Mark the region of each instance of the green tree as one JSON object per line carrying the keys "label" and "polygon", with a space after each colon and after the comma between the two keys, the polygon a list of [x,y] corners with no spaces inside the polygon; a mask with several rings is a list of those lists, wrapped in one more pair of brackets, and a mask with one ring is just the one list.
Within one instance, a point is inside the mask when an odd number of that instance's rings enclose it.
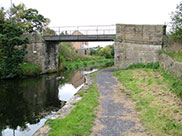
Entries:
{"label": "green tree", "polygon": [[50,28],[46,28],[44,31],[43,31],[43,35],[44,36],[52,36],[52,35],[56,35],[56,32]]}
{"label": "green tree", "polygon": [[112,49],[109,46],[106,46],[99,50],[99,55],[104,56],[105,58],[112,58],[111,52]]}
{"label": "green tree", "polygon": [[41,33],[46,24],[46,18],[35,9],[26,9],[24,4],[13,5],[10,12],[0,9],[1,78],[17,76],[29,42],[25,35]]}
{"label": "green tree", "polygon": [[176,11],[171,14],[171,38],[182,41],[182,2],[176,7]]}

□ □ □ □ □

> **Exercise**:
Reproduce all of the rows above verbatim, leaving out the pictures.

> **Exercise result**:
Mark the region of each instance of the green tree as one JSON object per line carrying the keys "label" and "polygon", with a space after each colon and after the comma between the two keys, the polygon a list of [x,y] corners with no spaces inside the polygon; a mask with several rings is a list of those lists, wrapped in one more pair of brackets, and a mask with one ring is just the one list.
Within one instance, a point is inside the mask when an odd number of that instance's rings enclose it.
Entries:
{"label": "green tree", "polygon": [[50,28],[46,28],[44,31],[43,31],[43,35],[44,36],[52,36],[52,35],[56,35],[56,32]]}
{"label": "green tree", "polygon": [[112,49],[109,46],[106,46],[99,50],[99,55],[104,56],[105,58],[112,58],[111,52]]}
{"label": "green tree", "polygon": [[41,33],[46,24],[46,18],[35,9],[26,9],[24,4],[13,5],[10,12],[0,9],[1,78],[17,76],[29,42],[25,35]]}
{"label": "green tree", "polygon": [[176,11],[171,14],[171,38],[182,41],[182,2],[176,7]]}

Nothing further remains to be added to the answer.